----- Textausschnitt

Zug – Der 2014 fertiggestellte Parktower setzt im Stadtbild Zugs einen einzigartigen architek­tonischen Akzent. Mit seinen 25 Stockwerken auf 81 Metern Höhe erhebt sich der Turm ikonisch über der Nordstadt. Dass das neue Wahrzeichen Zugs auch ein bemerkenswertes Beispiel für Kunst am Bau birgt, entzieht sich wohl der allgemeinen Wahrnehmung. Dabei reicht bereits ein Blick durch die verglaste Eingangsfront, um des eindrücklichen Werkes gewahr zu werden – insbesondere in den Abendstunden, wenn im Foyer die Beleuchtung eingeschaltet ist.

Wir sprechen von einem mo­numentalen beigefarbenen, raumhohen Relief von rund elf Metern Länge. Es nimmt die gesamte Rückwand im Eingangs­bereich ein und zieht sich seitlich – von vorne nicht erkennbar – noch ein Stück in die Tiefe. An ihm kommen alle Ein- und Ausgehenden vorbei auf dem Weg zu oder von den Aufzügen. Die feinteilige Reliefarbeit trägt den Namen «Acacia» (Akazie) und ist das Werk der Zürcher Künstlerin Maja Thommen.

----------
----- Bereitgestellte Angaben

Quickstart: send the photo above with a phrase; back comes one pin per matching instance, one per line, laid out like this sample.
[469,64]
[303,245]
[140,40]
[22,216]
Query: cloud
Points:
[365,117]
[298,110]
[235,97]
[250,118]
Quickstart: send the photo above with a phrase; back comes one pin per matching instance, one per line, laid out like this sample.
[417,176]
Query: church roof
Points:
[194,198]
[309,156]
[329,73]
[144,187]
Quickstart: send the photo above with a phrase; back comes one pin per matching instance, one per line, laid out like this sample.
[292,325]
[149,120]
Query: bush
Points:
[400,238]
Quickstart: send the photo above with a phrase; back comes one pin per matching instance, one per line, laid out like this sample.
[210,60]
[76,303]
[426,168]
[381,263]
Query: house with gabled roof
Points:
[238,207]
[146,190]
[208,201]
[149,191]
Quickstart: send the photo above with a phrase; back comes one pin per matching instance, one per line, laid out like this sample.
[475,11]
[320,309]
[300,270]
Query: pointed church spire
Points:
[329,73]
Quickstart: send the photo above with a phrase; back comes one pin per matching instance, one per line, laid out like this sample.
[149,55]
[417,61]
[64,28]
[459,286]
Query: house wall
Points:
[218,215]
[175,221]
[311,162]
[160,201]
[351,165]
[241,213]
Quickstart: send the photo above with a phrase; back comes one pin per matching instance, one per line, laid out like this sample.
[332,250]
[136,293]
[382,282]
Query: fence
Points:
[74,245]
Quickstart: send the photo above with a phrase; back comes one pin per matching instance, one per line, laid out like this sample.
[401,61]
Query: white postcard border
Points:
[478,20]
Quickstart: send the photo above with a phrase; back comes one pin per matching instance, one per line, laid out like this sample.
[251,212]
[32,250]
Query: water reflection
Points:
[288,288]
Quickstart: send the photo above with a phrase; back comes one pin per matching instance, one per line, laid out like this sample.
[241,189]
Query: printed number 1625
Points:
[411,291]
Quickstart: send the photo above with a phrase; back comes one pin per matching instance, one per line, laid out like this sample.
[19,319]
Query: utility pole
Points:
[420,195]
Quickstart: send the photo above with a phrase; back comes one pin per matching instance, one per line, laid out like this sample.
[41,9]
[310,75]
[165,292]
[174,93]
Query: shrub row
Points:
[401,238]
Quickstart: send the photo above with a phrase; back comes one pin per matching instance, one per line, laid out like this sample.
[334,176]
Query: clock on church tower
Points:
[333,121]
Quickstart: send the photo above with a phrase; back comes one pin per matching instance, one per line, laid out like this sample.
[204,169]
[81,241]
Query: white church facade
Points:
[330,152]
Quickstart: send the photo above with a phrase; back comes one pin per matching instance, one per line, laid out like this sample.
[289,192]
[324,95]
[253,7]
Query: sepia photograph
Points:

----------

Arbeitsauftrag A:
Gib den Textausschnitt von „Zug – Der 2014“ bis „Beleuchtung eingeschaltet ist.“ noch einmal wieder und ersetze dabei „Stockwerken“ durch „Etagen“.
Arbeitsauftrag B:
Gib anhand des Textausschnitts an, wie lang das Relief im Eingangsbereich ist.

Lösung A:
Zug – Der 2014 fertiggestellte Parktower setzt im Stadtbild Zugs einen einzigartigen architek­tonischen Akzent. Mit seinen 25 Etagen auf 81 Metern Höhe erhebt sich der Turm ikonisch über der Nordstadt. Dass das neue Wahrzeichen Zugs auch ein bemerkenswertes Beispiel für Kunst am Bau birgt, entzieht sich wohl der allgemeinen Wahrnehmung. Dabei reicht bereits ein Blick durch die verglaste Eingangsfront, um des eindrücklichen Werkes gewahr zu werden – insbesondere in den Abendstunden, wenn im Foyer die Beleuchtung eingeschaltet ist.

Lösung B:
Das Relief ist rund elf Meter lang.